The euro has been trading with a negative bias on Wednesday after the inability to confirm a break above the 1.12 handle yesterday. The pair’s positive reaction to a widespread dollar sell-off following a rate cut by the Fed turned out to be short-lived. On Tuesday, the Federal Reserve announced an emergency rate cut for the first time since the 2008 financial crisis in an effort to support the financial system and shield the domestic economy from recession risks. 

As a result, the greenback fell across the board in a knee-jerk reaction. However, the reaction was fairly limited, with the US currency proceeding to a recovery on Wednesday. Even though the central bank’s decision was unexpected, and the monetary policy easing was quite aggressive (the rate was cut by 0.5%), the selling pressure surrounding the USD didn’t last long, in part amid a wave of risk aversion in Wall Street, as investors took the Fed’s step as sign that the situation with the coronavirus outbreak is more serious than previously thought.

EURUSD has settled in a limited range around 1.1160 today after a rejection from early-January highs marginally above 1.12 yesterday. Fresh data out of the Eurozone came in mixed and did little to help the common currency to regain the upside impetus. Retail sales arrived at +0.6%, as expected while final services PMI was revised lower, to 52.6 from the preliminary estimate of 52.8.

Listed entries
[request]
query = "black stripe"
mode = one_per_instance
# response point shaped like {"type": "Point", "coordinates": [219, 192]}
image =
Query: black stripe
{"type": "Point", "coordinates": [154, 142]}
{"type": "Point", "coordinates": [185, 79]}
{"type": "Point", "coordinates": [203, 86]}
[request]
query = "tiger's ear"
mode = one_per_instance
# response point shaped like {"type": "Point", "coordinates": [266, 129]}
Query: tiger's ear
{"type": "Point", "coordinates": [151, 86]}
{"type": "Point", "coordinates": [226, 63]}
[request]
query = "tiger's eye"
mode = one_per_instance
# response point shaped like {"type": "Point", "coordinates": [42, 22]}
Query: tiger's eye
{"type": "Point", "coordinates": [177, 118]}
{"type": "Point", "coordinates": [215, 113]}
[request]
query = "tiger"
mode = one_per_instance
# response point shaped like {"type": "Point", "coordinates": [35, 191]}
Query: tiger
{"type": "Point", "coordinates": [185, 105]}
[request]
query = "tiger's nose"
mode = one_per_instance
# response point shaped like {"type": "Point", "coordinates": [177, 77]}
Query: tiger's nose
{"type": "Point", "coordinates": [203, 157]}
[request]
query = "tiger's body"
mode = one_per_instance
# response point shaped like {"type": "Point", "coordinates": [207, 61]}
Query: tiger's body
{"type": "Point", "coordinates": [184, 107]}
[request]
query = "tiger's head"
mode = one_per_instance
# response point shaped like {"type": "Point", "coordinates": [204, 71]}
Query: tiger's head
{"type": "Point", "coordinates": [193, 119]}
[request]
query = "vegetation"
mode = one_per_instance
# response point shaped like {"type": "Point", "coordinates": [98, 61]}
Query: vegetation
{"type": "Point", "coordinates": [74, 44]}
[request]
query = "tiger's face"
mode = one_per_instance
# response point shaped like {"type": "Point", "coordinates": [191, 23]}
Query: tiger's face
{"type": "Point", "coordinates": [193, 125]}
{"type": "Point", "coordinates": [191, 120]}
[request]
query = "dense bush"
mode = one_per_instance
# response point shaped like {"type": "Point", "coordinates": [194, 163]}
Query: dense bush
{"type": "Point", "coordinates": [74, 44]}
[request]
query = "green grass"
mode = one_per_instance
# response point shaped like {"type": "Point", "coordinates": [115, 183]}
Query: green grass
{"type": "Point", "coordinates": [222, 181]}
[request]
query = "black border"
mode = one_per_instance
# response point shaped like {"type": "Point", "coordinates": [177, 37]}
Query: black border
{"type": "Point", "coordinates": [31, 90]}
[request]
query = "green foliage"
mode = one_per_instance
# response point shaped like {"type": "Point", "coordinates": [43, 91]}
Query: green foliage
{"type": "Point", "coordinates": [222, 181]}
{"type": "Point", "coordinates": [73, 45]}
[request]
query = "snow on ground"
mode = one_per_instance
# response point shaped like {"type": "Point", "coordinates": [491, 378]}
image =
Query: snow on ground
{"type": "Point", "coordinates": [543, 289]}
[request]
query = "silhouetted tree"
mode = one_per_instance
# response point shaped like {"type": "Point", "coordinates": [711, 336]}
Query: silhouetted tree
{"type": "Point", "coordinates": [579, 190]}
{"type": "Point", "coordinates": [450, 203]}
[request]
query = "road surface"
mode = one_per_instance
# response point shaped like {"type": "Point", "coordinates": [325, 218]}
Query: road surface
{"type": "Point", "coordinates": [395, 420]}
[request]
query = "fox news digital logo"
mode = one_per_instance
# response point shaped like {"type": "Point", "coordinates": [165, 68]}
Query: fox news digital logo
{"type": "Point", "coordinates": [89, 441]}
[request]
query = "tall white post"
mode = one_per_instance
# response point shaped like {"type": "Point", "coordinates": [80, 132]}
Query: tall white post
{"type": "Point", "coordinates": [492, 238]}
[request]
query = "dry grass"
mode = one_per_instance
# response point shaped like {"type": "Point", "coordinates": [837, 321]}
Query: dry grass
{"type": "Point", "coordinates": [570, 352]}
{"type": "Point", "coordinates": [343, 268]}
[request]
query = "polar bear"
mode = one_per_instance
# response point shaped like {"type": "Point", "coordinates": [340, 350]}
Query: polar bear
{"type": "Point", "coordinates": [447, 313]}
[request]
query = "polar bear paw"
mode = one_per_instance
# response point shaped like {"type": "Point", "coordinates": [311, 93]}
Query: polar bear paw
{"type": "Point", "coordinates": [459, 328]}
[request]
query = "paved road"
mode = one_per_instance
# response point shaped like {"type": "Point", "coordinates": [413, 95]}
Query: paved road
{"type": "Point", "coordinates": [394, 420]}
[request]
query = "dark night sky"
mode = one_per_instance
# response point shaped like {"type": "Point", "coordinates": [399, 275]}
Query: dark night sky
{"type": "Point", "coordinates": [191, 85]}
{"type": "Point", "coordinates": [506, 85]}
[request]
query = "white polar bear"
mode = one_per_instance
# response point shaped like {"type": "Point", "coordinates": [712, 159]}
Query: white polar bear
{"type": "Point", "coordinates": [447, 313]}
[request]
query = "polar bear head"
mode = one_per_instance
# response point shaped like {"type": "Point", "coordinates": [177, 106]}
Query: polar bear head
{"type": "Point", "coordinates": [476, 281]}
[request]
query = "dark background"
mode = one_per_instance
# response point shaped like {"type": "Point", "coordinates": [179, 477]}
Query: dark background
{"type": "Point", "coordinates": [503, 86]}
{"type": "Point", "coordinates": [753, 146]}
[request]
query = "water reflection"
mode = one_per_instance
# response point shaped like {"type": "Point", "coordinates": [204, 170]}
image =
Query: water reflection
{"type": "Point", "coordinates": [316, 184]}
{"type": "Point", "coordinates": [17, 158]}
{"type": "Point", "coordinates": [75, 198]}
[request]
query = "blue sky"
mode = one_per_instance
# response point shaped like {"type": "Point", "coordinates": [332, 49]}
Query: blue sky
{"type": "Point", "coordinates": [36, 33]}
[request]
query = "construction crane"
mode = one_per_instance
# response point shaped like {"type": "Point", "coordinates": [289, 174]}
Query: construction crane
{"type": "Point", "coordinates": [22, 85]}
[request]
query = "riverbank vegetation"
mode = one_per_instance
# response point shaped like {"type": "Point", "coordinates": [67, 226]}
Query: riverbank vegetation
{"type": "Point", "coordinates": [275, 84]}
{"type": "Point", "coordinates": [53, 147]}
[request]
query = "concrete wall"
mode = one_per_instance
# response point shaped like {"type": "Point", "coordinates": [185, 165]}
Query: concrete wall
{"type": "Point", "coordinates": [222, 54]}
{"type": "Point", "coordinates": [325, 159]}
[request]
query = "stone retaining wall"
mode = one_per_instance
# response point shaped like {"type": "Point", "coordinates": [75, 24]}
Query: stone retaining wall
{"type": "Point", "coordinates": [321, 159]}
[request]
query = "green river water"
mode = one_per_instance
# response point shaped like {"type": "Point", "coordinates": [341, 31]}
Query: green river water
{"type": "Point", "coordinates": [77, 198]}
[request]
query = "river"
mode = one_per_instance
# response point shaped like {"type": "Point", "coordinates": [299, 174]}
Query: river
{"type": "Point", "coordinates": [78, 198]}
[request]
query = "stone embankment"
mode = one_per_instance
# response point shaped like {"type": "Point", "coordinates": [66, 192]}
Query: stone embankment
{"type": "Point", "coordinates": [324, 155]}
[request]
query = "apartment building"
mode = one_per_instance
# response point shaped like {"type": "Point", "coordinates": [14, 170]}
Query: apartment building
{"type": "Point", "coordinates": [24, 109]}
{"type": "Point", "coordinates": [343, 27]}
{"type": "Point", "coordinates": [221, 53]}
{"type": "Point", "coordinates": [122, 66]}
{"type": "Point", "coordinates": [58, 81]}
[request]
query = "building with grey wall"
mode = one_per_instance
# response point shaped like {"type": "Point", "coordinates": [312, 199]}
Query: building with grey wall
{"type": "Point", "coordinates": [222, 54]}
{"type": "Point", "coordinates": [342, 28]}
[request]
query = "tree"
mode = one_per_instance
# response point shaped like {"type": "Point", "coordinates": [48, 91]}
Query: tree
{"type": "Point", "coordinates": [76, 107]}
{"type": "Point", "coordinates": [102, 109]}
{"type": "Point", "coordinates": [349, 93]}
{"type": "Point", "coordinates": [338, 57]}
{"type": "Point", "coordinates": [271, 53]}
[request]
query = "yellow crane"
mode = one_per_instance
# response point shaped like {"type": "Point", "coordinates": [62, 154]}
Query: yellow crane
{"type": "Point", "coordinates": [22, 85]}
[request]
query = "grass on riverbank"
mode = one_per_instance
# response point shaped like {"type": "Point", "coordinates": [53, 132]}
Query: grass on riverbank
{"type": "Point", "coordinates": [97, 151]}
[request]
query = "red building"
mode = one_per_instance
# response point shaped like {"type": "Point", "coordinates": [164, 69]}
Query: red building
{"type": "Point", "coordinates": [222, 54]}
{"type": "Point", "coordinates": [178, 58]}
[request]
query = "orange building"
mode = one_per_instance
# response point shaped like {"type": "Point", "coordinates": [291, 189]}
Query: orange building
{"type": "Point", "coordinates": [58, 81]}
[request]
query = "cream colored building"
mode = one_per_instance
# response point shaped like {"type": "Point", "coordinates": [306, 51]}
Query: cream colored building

Task description
Carry the euro market report forward from its last sentence, about the Eurozone retail sales and services figures. Nothing in the records is needed for this work.

Output below
In the short term, the dynamics in the pair will likely remain constrained ahead of fresh economic reports out of the United States, where the services PMI will be in focus. In a wider picture, the pair remains bullish as long as the euro stays above the key moving averages. The initial support now arrives around 1.11, where the 200-daily moving average lies. 

Should the downside pressure surrounding the greenback reemerge, EURUSD could retest the 1.12 handle, but to make a clear break above this barrier, the euro may need the additional bullish catalyst, as traders remain cautious amid the coronavirus that continues to spread across the globe, including Europe.